DOCUMENT PASSAGE
§ §

In a recent Alberta decision, Catch Engineering Partnership v Mai, the Court of King’s Bench of Alberta was asked to determine whether an employee had breached the terms of his employment agreement when he quit, immediately solicited a client of his employer before his resignation was effective, lied about his intentions to his employer, then joined a competitor and began working for the client. The Court awarded $112,000 in damages to the employer, finding that the employee had breached both his non-solicitation and confidentiality clauses, which the Court found amounted to a “flagrant” breach of the employee’s duty of good faith.

It is a welcome decision for many employers, who often face the challenge of enforcing restrictive covenants and confidentiality clauses after a former employee moves to a competitor and takes clients with them.

Background Facts

Binh Mai was an electrical engineer. He was hired by the Plaintiff, Catch Engineering Partnership (Catch) in February 2019 and entered into an employment agreement, as well as a confidentiality agreement, outlining the terms of his employment (the Agreements).

The Agreements contained the following non-solicitation clause:

During the term of this Agreement and for a period of twelve (12) months from the effective date of termination of employment, either by the Employee or CEP [Catch], the Employee shall not:

(a)   intentionally act in any manner that is detrimental to the relations between CEP and CEP’s clients, suppliers, contractors, employees or others; and

(b)   Directly or indirectly contact or solicit any customers of CEP or any of its subsidiaries or affiliates with whom he or she has dealt during the twelve (12) months prior to his or her termination, for the purpose of inviting, encouraging or requesting any CEP customer to transfer from CEP to the Employee or the Employee’s new employer, or to otherwise discontinue its patronage and business relationship with CEP,

and for a period of twenty-four (24) months from the effective date of termination of employment, either by Employee or CEP, the Employee shall not:

(c)   solicit, induce, recruit or encourage any of CEP’s employee’s or contractors that existed before or after entering into this Agreement.

The Agreements also contained a confidentiality clause, requiring Mr. Mai to maintain confidentiality over Catch’s technical data, trade secrets, know-how, and other confidential information related to Catch’s business, finances, accounts, and clients.

Once hired, Mr. Mai was seconded directly to Catch’s client, CNRL, where he worked directly with the client in-house.

§ §

PROVIDED DATA
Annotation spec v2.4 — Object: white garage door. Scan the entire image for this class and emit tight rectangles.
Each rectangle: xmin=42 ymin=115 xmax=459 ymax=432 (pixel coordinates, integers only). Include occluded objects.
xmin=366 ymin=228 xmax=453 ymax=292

§ §

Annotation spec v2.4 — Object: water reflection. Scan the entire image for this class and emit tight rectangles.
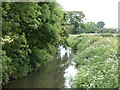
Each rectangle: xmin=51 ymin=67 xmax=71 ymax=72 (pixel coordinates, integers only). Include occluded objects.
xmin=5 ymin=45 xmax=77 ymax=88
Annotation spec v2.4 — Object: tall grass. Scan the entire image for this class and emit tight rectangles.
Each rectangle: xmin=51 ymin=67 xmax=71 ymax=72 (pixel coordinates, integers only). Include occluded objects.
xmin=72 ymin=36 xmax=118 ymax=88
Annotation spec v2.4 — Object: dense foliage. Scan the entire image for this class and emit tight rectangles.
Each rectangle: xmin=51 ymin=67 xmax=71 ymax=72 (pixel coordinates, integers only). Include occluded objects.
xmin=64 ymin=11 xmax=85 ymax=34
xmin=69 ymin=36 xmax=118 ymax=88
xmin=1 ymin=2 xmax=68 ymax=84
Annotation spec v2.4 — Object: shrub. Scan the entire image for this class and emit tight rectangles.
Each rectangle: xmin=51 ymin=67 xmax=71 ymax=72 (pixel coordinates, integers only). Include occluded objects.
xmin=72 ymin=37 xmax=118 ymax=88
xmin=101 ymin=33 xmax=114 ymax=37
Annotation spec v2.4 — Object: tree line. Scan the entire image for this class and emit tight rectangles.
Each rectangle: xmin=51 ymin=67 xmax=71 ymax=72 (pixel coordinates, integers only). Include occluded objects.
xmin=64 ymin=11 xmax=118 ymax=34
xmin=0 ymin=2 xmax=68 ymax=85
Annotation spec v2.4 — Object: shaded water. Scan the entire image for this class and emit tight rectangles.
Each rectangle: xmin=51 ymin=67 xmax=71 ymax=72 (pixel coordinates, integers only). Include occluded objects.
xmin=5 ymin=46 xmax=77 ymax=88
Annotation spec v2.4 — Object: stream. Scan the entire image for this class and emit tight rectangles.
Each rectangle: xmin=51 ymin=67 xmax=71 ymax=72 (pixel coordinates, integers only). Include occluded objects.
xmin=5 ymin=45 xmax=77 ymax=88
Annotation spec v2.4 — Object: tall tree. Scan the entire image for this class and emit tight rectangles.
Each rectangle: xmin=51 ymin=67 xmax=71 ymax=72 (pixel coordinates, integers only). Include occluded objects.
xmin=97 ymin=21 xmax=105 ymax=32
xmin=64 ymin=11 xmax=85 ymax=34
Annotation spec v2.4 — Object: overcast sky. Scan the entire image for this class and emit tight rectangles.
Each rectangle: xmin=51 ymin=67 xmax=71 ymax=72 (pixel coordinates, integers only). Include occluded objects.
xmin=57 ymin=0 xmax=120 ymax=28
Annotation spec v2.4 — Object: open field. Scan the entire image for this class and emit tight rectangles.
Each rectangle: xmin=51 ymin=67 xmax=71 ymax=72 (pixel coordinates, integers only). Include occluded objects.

§ §

REQUIRED TASK 1
Please repeat word for word the part of the article on the Catch Engineering case starting with "It is a welcome" and going on through "clients with them.".
REQUIRED TASK 2
Carry on writing the article on the Catch Engineering case from the point where it stops.

WRITTEN ANSWER 1
It is a welcome decision for many employers, who often face the challenge of enforcing restrictive covenants and confidentiality clauses after a former employee moves to a competitor and takes clients with them.

WRITTEN ANSWER 2
In December 2019, about 10 months into his employment relationship, Mr. Mai asked Catch to change his status from employee to independent contractor. After some negotiations, Catch accepted Mr. Mai’s proposal, and the parties agreed upon Mr. Mai’s new hourly rate as an independent contractor. However, Mr. Mai submitted his written notice of resignation the very next day, effective two weeks later (January 3, 2020). Three minutes after submitting his resignation notice, and while still employed by Catch, Mr. Mai emailed his supervisor at CNRL and asked if he could work for CNRL through another agency.

On December 18, 2019, the day after Mr. Mai had tendered his resignation and covertly solicited CNRL, Mr. Mai met with the President of Catch. The President advised Mr. Mai that his resignation could damage Catch’s relationship with CNRL and asked Mr. Mai to reconsider. The President also reminded Mr. Mai of his non-solicitation covenant. Mr. Mai denied that he was contemplating working with CNRL after his departure, despite having already solicited CNRL the day before.

Mr. Mai immediately began reaching out to other agencies through which he could perform services for CNRL. On December 19, 2019, Mr. Mai again emailed his supervisor at CNRL, stating: “Based on the offers that I have received, I have decided that Noramtec would be the best represent me at CNRL. Please proceed with Noramtec as my decision.”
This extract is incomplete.